Task details -> Return every one of the lines below that contains the word "flower", copying each line unchanged.

Record list ->
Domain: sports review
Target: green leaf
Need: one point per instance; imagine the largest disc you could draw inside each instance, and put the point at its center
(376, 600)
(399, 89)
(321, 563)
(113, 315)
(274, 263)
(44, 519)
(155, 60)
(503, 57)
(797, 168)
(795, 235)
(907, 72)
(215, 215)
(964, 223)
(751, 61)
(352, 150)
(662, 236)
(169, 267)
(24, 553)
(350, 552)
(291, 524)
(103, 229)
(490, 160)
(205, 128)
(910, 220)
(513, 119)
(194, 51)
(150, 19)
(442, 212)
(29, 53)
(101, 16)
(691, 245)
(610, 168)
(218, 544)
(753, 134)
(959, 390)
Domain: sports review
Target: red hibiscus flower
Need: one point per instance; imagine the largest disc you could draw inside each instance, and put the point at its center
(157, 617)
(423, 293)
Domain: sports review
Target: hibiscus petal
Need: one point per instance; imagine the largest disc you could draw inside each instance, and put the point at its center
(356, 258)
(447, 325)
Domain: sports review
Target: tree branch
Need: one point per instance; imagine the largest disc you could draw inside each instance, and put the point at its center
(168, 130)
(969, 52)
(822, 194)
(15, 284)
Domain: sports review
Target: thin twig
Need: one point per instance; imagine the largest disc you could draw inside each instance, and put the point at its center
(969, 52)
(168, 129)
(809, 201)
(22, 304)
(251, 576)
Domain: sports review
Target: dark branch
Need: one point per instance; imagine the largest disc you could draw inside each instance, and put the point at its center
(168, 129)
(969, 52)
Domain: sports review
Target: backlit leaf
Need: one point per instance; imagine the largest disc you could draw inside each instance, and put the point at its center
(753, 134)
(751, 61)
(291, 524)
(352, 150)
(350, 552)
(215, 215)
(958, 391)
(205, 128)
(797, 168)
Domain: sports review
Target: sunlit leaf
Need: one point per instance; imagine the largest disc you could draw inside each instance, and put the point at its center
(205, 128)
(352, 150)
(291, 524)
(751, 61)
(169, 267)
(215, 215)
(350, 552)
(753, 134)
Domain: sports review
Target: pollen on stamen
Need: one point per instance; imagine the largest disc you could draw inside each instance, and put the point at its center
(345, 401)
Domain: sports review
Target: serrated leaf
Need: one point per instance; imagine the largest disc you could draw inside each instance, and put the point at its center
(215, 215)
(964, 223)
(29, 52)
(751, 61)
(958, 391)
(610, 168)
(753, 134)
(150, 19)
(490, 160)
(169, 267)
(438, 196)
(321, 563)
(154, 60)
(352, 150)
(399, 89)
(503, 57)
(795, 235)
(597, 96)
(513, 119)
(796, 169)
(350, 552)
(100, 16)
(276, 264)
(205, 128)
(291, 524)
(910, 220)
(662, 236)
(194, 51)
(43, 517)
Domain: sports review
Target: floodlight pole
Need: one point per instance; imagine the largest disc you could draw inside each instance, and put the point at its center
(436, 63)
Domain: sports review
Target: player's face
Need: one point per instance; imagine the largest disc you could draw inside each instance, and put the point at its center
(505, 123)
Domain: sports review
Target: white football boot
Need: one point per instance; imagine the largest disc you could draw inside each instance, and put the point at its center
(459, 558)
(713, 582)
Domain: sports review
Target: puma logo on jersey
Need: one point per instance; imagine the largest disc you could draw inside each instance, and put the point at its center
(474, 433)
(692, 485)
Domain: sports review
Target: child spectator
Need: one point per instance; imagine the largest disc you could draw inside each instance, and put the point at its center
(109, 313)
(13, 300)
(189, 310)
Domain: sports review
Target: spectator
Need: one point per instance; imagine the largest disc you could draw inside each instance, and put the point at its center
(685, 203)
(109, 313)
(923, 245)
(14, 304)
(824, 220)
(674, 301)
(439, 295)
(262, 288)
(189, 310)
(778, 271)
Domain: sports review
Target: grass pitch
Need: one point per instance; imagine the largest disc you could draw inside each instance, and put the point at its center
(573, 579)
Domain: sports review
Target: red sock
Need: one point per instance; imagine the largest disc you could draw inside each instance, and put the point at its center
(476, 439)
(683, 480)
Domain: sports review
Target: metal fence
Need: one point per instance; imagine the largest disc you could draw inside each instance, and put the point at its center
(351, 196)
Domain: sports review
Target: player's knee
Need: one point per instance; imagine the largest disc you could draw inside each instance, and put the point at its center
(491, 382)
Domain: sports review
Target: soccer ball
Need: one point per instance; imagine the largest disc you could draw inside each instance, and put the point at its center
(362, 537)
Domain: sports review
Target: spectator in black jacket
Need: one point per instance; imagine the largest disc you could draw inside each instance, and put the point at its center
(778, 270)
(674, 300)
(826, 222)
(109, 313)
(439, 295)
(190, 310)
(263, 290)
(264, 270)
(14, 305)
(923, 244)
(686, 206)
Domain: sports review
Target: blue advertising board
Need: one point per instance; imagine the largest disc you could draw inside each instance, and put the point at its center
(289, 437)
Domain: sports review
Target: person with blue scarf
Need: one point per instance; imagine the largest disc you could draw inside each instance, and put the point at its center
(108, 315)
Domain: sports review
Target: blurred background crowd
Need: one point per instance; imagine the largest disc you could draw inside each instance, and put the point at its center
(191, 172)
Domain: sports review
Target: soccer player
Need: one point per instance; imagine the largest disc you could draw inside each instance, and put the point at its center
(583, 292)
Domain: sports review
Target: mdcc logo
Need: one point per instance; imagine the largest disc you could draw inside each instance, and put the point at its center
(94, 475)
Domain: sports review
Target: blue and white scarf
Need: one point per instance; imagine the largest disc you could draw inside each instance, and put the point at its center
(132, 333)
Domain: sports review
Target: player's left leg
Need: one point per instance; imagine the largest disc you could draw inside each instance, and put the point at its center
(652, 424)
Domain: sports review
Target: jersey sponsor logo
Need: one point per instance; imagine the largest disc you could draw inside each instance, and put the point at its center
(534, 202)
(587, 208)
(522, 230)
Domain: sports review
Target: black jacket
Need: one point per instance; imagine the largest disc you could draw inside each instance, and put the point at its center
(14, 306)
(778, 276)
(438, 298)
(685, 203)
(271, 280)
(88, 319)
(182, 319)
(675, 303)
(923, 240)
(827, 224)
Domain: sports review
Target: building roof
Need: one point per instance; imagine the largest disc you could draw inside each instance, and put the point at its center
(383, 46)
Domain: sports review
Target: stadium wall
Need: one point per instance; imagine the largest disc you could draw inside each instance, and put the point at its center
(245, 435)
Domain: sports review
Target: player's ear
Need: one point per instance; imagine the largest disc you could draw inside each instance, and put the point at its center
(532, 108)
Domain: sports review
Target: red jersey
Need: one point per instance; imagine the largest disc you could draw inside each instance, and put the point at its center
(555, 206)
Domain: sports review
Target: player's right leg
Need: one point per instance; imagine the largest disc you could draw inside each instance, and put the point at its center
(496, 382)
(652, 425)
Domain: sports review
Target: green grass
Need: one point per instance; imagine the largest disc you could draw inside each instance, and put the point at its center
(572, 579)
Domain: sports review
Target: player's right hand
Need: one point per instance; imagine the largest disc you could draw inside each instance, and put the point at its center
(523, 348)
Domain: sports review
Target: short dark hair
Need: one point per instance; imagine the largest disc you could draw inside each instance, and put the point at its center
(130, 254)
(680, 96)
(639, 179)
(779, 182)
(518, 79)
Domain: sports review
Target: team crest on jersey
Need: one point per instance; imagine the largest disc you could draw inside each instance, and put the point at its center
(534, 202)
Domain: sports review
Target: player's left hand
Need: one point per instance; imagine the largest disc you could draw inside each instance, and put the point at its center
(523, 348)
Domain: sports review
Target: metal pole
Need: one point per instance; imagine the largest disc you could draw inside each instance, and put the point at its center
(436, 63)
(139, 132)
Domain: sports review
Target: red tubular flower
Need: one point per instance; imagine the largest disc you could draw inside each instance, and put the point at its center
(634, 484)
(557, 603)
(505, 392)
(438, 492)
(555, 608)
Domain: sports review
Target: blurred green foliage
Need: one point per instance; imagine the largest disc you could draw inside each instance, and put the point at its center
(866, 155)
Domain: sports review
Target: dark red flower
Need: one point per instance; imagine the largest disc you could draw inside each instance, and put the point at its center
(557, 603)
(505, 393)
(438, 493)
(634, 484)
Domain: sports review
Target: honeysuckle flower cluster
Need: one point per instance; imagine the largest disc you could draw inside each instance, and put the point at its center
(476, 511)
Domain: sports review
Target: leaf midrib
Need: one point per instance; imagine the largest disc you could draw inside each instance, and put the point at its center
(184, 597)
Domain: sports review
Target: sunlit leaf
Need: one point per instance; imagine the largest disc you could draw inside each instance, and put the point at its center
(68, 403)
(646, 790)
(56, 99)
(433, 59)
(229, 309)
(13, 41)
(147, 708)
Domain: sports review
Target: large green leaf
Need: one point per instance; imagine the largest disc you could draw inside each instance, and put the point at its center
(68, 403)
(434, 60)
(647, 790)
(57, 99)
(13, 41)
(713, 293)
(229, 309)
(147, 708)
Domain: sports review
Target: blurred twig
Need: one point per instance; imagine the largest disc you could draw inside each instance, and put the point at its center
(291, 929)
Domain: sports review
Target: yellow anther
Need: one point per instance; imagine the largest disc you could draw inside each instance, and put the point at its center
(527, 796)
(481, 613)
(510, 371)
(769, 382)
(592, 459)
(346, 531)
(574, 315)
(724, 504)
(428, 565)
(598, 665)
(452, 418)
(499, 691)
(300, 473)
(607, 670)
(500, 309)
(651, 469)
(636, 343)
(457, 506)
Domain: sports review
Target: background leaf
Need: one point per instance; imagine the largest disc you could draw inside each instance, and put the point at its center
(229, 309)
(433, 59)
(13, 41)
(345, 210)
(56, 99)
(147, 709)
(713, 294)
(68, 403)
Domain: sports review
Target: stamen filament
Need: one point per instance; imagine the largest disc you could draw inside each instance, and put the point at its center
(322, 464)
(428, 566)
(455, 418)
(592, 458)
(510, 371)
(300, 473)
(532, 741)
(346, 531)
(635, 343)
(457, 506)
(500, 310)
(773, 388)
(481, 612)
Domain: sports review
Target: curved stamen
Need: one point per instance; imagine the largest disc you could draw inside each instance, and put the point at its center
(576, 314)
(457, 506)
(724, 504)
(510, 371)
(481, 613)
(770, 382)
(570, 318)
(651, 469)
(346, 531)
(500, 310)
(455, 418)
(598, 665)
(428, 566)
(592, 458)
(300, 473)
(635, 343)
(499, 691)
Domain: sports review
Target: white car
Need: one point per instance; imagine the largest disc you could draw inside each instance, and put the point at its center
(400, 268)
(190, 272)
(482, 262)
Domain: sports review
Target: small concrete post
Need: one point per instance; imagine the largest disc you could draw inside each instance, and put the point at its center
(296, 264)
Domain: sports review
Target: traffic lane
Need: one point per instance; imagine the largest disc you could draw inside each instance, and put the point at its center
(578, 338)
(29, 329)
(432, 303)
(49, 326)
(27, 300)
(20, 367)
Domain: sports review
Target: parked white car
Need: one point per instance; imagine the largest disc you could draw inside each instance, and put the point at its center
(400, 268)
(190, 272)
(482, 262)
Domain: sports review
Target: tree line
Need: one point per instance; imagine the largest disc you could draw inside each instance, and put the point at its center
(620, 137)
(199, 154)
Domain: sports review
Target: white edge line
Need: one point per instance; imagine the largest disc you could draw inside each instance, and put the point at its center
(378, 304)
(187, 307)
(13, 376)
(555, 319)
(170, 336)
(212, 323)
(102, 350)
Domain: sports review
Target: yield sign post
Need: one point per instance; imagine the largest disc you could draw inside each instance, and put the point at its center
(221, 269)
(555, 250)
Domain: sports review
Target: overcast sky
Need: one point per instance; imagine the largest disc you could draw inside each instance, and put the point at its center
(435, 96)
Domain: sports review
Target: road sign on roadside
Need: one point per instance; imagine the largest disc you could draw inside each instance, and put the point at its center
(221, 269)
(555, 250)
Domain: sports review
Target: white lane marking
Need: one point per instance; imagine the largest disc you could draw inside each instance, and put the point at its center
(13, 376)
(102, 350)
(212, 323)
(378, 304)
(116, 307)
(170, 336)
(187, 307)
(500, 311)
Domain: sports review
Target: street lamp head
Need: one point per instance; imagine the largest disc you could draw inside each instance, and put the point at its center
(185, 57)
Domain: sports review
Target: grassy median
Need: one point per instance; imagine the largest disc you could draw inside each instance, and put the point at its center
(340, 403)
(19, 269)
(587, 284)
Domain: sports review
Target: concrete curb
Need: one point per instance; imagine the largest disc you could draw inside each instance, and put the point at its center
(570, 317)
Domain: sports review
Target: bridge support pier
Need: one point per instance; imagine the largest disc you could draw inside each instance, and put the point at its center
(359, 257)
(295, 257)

Exercise output ->
Target: red hibiscus flower
Target: red tubular flower
Target: dark red flower
Target: honeysuckle flower cluster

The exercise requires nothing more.